Below is a listing; reproduce each line of it exactly.
++++++++
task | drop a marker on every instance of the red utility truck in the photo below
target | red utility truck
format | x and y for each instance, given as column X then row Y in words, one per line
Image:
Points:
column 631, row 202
++++++++
• **SOLUTION TO THIS EXERCISE**:
task | drop a marker on every instance of the red utility truck in the photo below
target | red utility truck
format | x and y for each instance, given as column X then row Y in words, one per line
Image:
Points:
column 631, row 202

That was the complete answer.